[Records from a dataset]
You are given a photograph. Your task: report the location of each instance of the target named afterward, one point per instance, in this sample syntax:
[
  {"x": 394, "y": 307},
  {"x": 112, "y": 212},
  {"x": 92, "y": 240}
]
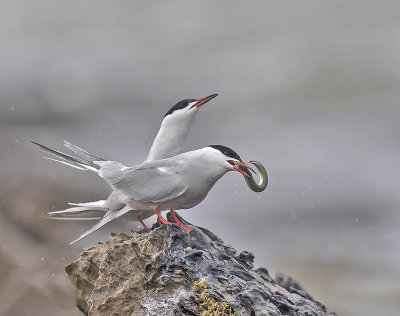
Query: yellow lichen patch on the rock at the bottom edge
[{"x": 213, "y": 308}]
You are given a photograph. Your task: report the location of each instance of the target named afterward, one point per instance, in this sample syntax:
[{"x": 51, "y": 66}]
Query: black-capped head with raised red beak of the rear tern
[{"x": 187, "y": 108}]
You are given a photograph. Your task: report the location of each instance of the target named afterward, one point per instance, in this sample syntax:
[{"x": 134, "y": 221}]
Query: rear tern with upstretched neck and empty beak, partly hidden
[{"x": 168, "y": 142}]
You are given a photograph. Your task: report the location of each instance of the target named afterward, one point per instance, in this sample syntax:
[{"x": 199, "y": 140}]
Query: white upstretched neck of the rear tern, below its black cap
[{"x": 170, "y": 138}]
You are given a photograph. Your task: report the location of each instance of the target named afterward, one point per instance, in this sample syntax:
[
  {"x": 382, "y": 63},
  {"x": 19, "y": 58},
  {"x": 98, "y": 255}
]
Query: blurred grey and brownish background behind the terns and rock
[{"x": 311, "y": 89}]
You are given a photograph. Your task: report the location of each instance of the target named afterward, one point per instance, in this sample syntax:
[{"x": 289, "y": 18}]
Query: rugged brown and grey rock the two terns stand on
[{"x": 167, "y": 272}]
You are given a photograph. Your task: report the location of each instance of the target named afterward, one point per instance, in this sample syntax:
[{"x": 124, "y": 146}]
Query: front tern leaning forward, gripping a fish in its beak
[{"x": 179, "y": 182}]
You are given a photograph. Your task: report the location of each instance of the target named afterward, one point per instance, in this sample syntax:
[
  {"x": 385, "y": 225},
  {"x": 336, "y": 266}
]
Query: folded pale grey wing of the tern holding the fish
[{"x": 153, "y": 184}]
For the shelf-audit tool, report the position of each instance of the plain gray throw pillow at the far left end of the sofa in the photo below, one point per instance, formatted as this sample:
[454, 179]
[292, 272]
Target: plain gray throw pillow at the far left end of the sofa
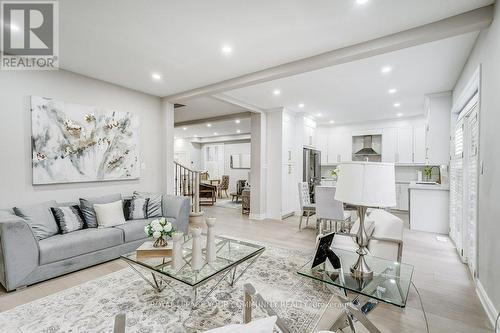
[39, 218]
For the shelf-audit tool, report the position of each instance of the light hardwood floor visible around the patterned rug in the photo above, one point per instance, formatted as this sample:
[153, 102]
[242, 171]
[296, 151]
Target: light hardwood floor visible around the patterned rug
[443, 281]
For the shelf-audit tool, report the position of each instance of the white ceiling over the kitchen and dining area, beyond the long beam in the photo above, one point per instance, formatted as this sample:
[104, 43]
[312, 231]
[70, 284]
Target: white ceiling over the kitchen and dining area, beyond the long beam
[358, 91]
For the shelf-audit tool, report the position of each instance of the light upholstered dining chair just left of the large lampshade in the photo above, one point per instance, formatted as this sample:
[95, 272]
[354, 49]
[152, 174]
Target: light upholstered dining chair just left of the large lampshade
[330, 210]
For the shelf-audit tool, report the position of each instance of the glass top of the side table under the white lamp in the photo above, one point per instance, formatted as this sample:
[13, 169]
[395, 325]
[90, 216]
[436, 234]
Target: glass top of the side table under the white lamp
[390, 282]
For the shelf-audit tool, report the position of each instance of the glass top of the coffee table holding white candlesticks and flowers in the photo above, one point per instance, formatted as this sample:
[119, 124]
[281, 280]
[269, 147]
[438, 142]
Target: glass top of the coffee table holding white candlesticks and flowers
[230, 253]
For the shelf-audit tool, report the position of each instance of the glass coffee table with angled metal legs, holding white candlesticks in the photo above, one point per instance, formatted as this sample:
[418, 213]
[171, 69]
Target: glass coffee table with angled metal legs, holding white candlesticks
[231, 254]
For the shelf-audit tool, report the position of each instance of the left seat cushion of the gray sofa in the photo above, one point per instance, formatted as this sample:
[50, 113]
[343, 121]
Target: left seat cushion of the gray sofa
[76, 243]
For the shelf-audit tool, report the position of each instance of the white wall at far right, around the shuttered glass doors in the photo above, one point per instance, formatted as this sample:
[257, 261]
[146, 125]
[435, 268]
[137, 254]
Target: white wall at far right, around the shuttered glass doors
[487, 53]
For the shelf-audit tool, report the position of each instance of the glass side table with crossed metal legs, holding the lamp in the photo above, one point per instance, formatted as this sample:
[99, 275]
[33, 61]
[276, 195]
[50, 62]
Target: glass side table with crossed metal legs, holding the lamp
[390, 284]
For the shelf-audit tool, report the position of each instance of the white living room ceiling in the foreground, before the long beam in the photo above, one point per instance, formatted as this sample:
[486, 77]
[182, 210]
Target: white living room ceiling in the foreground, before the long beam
[125, 41]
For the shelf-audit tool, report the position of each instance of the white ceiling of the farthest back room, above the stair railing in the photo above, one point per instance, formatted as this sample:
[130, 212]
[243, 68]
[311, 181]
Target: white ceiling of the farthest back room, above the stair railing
[222, 128]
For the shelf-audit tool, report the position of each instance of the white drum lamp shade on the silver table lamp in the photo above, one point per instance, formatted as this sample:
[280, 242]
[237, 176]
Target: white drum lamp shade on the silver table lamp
[367, 184]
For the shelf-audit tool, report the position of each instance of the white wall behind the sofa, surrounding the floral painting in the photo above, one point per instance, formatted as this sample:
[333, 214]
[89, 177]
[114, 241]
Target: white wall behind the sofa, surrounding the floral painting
[15, 133]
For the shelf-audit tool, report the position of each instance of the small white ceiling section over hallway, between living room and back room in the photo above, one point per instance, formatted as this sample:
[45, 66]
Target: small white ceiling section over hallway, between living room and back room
[204, 107]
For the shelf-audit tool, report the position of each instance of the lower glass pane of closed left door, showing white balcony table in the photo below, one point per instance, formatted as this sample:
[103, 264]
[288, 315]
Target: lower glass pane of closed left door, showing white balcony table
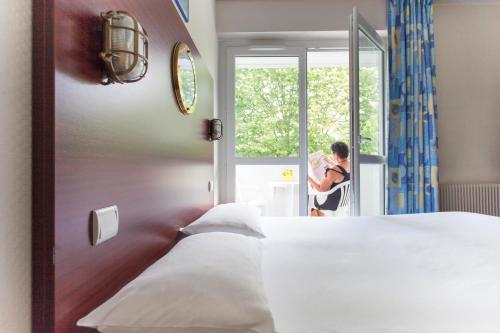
[274, 189]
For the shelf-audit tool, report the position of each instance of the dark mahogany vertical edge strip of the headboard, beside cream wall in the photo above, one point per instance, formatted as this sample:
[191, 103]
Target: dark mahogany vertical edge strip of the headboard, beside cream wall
[43, 167]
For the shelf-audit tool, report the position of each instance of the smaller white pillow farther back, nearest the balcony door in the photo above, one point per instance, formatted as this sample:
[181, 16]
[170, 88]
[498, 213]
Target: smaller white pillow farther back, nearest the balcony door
[232, 217]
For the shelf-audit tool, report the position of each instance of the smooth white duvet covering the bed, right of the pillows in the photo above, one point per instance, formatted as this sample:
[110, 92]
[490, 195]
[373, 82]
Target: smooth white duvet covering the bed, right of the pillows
[425, 273]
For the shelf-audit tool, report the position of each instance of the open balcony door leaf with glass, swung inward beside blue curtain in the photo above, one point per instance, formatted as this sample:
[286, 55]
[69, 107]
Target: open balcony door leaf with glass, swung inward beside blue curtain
[368, 115]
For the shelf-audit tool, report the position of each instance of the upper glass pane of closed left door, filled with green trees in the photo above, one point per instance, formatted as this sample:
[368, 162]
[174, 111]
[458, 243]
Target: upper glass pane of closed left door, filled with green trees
[267, 106]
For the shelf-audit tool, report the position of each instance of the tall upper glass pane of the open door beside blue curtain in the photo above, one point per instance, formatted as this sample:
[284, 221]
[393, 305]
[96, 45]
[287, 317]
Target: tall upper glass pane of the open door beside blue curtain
[370, 97]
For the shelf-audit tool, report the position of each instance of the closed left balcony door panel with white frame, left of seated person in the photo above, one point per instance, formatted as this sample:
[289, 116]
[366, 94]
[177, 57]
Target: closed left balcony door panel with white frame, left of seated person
[266, 136]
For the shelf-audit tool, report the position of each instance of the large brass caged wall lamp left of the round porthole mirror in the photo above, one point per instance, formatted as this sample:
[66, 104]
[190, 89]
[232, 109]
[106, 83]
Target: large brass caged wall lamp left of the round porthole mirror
[125, 53]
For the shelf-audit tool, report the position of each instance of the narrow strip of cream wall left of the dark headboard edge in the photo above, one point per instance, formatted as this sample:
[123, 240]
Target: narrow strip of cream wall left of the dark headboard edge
[15, 166]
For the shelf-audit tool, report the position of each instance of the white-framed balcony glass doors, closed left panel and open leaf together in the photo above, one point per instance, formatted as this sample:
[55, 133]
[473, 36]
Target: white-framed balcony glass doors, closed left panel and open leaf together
[284, 103]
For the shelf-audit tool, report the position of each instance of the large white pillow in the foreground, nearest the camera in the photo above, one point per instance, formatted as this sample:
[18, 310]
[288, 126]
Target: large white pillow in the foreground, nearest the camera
[208, 283]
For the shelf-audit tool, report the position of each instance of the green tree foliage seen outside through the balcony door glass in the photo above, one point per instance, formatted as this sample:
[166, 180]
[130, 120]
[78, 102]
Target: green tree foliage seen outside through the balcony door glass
[267, 110]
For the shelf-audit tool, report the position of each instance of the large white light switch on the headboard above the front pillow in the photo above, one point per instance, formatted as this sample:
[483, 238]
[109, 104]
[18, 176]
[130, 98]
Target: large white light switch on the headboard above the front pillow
[104, 224]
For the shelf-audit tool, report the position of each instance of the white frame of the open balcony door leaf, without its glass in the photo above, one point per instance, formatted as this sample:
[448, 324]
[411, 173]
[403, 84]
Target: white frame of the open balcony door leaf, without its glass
[357, 24]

Task prompt: Go to the line holding "Target: white frame" in the entries above and return it, along with every line after it, exactly as written.

Reply:
Target: white frame of the open balcony door leaf, without its glass
[357, 24]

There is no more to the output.